───── Raw records ─────

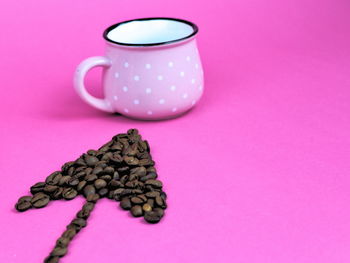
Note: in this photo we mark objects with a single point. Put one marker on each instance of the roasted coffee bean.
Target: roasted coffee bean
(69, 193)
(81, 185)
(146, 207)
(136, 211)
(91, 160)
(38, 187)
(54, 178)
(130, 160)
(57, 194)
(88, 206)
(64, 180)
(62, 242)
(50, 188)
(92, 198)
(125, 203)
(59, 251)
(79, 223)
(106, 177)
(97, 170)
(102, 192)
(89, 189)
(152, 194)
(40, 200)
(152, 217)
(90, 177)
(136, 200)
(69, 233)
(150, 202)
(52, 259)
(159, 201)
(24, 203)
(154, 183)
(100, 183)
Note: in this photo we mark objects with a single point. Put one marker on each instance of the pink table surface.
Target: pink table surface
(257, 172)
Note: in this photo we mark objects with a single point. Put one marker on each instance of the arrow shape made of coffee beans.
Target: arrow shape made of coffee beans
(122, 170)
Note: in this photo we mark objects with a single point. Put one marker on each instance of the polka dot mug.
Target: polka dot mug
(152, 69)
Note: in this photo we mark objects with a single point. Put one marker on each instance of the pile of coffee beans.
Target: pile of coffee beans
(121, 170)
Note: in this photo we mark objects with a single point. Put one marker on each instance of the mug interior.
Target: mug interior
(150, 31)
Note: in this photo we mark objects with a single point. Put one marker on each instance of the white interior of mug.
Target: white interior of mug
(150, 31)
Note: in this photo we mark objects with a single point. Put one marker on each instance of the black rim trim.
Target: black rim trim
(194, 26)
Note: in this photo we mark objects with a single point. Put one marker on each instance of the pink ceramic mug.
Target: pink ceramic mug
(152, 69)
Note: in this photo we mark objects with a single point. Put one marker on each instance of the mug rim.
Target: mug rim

─────

● What you should do: Pull out every line of the material above and repeat each one word for word, leaving out the pictures.

● Solution to the exercise:
Note: in this photo we mark objects with a single point. Put one marker on each instance of the roasted coffee bean.
Target: roasted coffee bean
(69, 193)
(81, 185)
(146, 207)
(136, 211)
(91, 160)
(38, 187)
(54, 178)
(130, 160)
(57, 194)
(88, 206)
(64, 180)
(62, 242)
(50, 188)
(92, 198)
(125, 203)
(59, 251)
(79, 223)
(106, 177)
(97, 170)
(102, 192)
(89, 189)
(152, 194)
(40, 200)
(152, 217)
(90, 177)
(136, 200)
(69, 233)
(150, 202)
(52, 259)
(159, 201)
(24, 203)
(154, 183)
(100, 183)
Note: in this photo we mark objects with a single point. Put one marker on each instance of the pink table surface.
Target: pink table surface
(257, 172)
Note: in this photo we mark objects with a single point. Put one marker on each instance of the arrow shape made of coffee beans.
Target: arrow shape made of coffee beans
(122, 170)
Note: in this photo we mark objects with a single point. Put one marker on each instance of the polka dot mug.
Target: polka dot mug
(152, 69)
Note: in this photo we mark objects with a single point. Put one marker on each instance of the pile of coffee beans.
Target: pile of coffee beans
(121, 170)
Note: in this photo we mark objects with a single point. Put one marker on each instance of the mug interior.
Target: mug interior
(150, 31)
Note: in this photo we mark objects with a single point. Put one marker on each instance of the white interior of mug.
Target: white interior of mug
(150, 31)
Note: in this photo we mark objects with a single point. Put one marker on each instance of the black rim trim.
Target: black rim trim
(194, 26)
Note: in this photo we mark objects with a single point. Put one marker on each instance of the pink ceramic mug.
Target: pink ceramic mug
(152, 69)
Note: in this photo we mark objects with a single point. Put one marker on each instance of the mug rim.
Target: mug rim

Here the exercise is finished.